+++ PROVIDED MATERIAL +++

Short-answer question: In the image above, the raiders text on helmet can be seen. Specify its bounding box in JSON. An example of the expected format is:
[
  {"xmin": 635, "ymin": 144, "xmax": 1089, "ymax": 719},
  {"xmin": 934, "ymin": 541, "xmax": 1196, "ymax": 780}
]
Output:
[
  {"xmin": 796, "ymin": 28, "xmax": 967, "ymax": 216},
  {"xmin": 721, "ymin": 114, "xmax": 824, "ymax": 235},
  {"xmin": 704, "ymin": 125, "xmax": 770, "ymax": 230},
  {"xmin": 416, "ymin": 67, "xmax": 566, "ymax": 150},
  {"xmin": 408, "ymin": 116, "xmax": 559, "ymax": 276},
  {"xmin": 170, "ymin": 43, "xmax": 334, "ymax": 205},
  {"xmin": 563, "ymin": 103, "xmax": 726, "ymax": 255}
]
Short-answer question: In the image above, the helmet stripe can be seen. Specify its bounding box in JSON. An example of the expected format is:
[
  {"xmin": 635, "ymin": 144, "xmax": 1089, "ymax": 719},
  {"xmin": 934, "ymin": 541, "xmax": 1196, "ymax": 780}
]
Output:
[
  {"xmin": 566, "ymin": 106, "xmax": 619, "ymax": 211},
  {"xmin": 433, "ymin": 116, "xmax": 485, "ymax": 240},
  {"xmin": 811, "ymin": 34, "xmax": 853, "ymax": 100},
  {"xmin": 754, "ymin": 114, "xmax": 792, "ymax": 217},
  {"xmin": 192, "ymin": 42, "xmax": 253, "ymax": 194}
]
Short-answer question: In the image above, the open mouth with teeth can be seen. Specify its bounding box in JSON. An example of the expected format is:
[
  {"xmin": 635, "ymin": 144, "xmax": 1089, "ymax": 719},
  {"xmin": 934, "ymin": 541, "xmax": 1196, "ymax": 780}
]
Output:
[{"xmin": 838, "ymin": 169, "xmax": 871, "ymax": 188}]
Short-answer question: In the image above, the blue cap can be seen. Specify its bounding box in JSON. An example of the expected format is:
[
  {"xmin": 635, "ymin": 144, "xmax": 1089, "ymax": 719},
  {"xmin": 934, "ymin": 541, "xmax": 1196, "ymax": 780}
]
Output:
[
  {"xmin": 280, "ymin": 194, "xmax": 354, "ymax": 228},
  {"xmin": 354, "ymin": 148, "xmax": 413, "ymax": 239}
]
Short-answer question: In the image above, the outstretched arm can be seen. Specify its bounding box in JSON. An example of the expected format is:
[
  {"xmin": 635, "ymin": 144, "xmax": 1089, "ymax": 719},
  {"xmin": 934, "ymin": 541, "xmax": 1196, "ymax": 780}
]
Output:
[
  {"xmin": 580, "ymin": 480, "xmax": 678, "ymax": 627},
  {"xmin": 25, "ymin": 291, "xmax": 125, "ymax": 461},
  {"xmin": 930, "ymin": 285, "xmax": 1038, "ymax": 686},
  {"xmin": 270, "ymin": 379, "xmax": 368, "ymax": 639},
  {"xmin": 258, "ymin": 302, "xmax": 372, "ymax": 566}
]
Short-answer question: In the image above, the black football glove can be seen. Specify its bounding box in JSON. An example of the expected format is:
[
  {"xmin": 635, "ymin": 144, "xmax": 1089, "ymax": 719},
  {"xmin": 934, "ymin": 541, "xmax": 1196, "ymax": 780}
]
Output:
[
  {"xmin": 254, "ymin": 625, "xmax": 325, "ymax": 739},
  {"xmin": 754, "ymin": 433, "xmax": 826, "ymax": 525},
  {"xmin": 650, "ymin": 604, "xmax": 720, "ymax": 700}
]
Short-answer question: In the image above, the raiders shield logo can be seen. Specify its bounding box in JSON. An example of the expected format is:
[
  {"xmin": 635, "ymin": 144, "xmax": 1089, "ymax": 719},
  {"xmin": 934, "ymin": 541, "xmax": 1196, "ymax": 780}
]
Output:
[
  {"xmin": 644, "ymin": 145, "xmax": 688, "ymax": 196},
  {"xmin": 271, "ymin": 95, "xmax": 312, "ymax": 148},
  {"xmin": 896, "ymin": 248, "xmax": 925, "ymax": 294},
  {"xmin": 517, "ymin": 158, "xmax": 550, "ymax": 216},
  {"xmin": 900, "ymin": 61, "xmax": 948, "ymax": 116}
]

+++

● **TASK DIRECTIONS**:
Copy all of the lines above word for word, with nothing added, dropped or changed.

● **FINISHED ANSWER**:
Short-answer question: In the image above, the raiders text on helmet can be seen. Specify its bounding box in JSON. An example of the expected format is:
[
  {"xmin": 635, "ymin": 144, "xmax": 1089, "ymax": 719},
  {"xmin": 934, "ymin": 541, "xmax": 1196, "ymax": 780}
]
Output:
[
  {"xmin": 796, "ymin": 28, "xmax": 967, "ymax": 216},
  {"xmin": 721, "ymin": 114, "xmax": 824, "ymax": 235},
  {"xmin": 704, "ymin": 125, "xmax": 770, "ymax": 230},
  {"xmin": 416, "ymin": 67, "xmax": 566, "ymax": 150},
  {"xmin": 408, "ymin": 116, "xmax": 559, "ymax": 276},
  {"xmin": 170, "ymin": 43, "xmax": 334, "ymax": 205},
  {"xmin": 563, "ymin": 103, "xmax": 726, "ymax": 255}
]
Short-answer question: In the image above, the helmet stripe can be seen. Specify its bounding box in JSON. An example of the expected format is:
[
  {"xmin": 635, "ymin": 144, "xmax": 1089, "ymax": 719},
  {"xmin": 934, "ymin": 541, "xmax": 1196, "ymax": 780}
]
Output:
[
  {"xmin": 566, "ymin": 106, "xmax": 619, "ymax": 211},
  {"xmin": 433, "ymin": 116, "xmax": 485, "ymax": 240},
  {"xmin": 811, "ymin": 34, "xmax": 853, "ymax": 100},
  {"xmin": 754, "ymin": 114, "xmax": 792, "ymax": 217},
  {"xmin": 192, "ymin": 42, "xmax": 253, "ymax": 194}
]
Short-answer question: In the image above, the open mouth with teeth can be seen. Specify its bounding box in JSON. An example of the expected format is:
[
  {"xmin": 635, "ymin": 144, "xmax": 1089, "ymax": 719},
  {"xmin": 934, "ymin": 541, "xmax": 1196, "ymax": 780}
]
Output:
[{"xmin": 838, "ymin": 169, "xmax": 871, "ymax": 188}]
Short-answer question: In the image above, the blue cap can be seen. Specify its bounding box in JSON. An example of the expected format is:
[
  {"xmin": 635, "ymin": 144, "xmax": 1089, "ymax": 719},
  {"xmin": 934, "ymin": 541, "xmax": 1196, "ymax": 780}
]
Output:
[
  {"xmin": 280, "ymin": 194, "xmax": 354, "ymax": 228},
  {"xmin": 354, "ymin": 148, "xmax": 413, "ymax": 239}
]
Short-answer question: In the image above, the outstretched arm can be seen. Specify its bounding box in JSON. An example of the expected format is:
[
  {"xmin": 635, "ymin": 144, "xmax": 1089, "ymax": 719},
  {"xmin": 934, "ymin": 541, "xmax": 1196, "ymax": 780}
]
Output:
[
  {"xmin": 580, "ymin": 480, "xmax": 678, "ymax": 627},
  {"xmin": 25, "ymin": 291, "xmax": 125, "ymax": 461},
  {"xmin": 930, "ymin": 285, "xmax": 1038, "ymax": 686},
  {"xmin": 270, "ymin": 379, "xmax": 368, "ymax": 639},
  {"xmin": 258, "ymin": 302, "xmax": 372, "ymax": 566}
]
Short-answer question: In the image above, the black football glove can be seen. Specify its bounding box in JSON. An example of the expected format is:
[
  {"xmin": 635, "ymin": 144, "xmax": 1089, "ymax": 719},
  {"xmin": 934, "ymin": 541, "xmax": 1196, "ymax": 780}
]
Output:
[
  {"xmin": 254, "ymin": 625, "xmax": 325, "ymax": 739},
  {"xmin": 754, "ymin": 433, "xmax": 826, "ymax": 525},
  {"xmin": 650, "ymin": 604, "xmax": 720, "ymax": 700}
]
Short-answer question: In the image above, the raiders shield logo can be seen. Specify its bounding box in JSON. An example of the expected format is:
[
  {"xmin": 635, "ymin": 144, "xmax": 1089, "ymax": 719},
  {"xmin": 934, "ymin": 541, "xmax": 1196, "ymax": 780}
]
Output:
[
  {"xmin": 644, "ymin": 145, "xmax": 688, "ymax": 196},
  {"xmin": 271, "ymin": 95, "xmax": 312, "ymax": 148},
  {"xmin": 896, "ymin": 248, "xmax": 925, "ymax": 294},
  {"xmin": 517, "ymin": 158, "xmax": 550, "ymax": 216},
  {"xmin": 900, "ymin": 61, "xmax": 948, "ymax": 116}
]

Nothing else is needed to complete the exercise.